• **Dataset rows showing where objects appear**:
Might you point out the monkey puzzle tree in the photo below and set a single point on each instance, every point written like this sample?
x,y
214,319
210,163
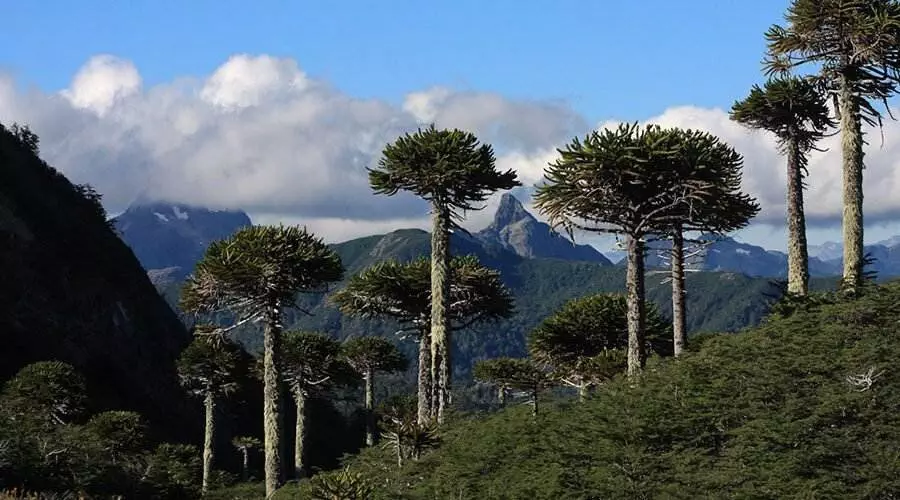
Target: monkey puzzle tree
x,y
584,342
795,111
312,363
855,46
47,393
620,181
711,172
401,291
210,370
452,171
244,444
255,274
368,355
515,373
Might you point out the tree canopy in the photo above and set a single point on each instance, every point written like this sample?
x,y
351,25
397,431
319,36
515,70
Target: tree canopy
x,y
447,167
402,291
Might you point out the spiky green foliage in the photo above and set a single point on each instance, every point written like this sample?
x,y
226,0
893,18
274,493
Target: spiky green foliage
x,y
312,362
402,291
855,48
791,108
373,354
583,343
447,167
804,406
343,484
853,39
209,367
50,392
257,267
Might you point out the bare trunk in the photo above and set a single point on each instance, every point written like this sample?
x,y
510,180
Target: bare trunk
x,y
370,407
208,439
635,298
245,463
440,298
679,311
425,389
852,218
273,417
300,435
798,258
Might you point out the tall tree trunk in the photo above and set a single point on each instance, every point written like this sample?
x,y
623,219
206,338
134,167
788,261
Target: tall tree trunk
x,y
300,438
425,389
679,311
273,417
440,300
370,406
852,155
798,258
208,439
245,463
635,298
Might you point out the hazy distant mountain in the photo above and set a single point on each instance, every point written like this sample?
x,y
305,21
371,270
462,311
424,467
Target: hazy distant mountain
x,y
168,239
516,230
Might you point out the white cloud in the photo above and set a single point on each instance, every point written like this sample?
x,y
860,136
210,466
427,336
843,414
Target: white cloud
x,y
765,172
261,135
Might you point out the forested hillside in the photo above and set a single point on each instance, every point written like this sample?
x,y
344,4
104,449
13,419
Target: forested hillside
x,y
72,291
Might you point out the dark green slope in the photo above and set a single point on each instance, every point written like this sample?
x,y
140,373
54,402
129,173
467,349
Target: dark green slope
x,y
769,413
71,290
716,301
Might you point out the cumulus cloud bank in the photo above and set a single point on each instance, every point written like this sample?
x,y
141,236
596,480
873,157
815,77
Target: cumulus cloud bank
x,y
261,135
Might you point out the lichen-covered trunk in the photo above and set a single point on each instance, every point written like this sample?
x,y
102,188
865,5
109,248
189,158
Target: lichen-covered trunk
x,y
245,463
369,378
300,435
634,278
208,439
425,389
440,300
852,159
798,258
679,311
273,417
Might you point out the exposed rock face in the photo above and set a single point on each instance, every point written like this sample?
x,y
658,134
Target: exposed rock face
x,y
516,230
173,237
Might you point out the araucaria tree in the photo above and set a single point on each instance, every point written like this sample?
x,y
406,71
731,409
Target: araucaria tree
x,y
312,364
453,172
210,369
619,181
854,46
795,111
710,171
254,275
515,373
402,291
584,343
369,355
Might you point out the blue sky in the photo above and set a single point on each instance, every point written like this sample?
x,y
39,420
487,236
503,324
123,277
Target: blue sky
x,y
590,61
612,59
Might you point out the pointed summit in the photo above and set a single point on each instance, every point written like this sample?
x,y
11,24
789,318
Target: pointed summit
x,y
510,211
516,230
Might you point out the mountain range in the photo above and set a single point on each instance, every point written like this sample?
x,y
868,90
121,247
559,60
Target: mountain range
x,y
168,239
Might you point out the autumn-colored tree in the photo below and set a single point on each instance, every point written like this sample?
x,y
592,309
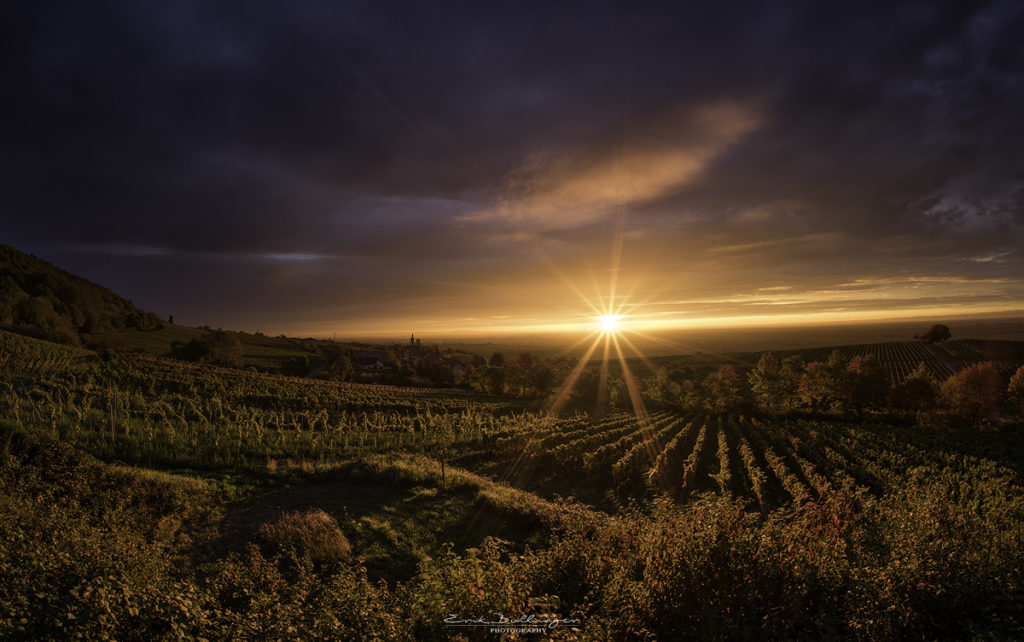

• **YOUR TASK**: State how many lines in the material above contain the string "covered", treating uppercase and lowercase as distinct. Give only the number.

• **THE OUTPUT**: 2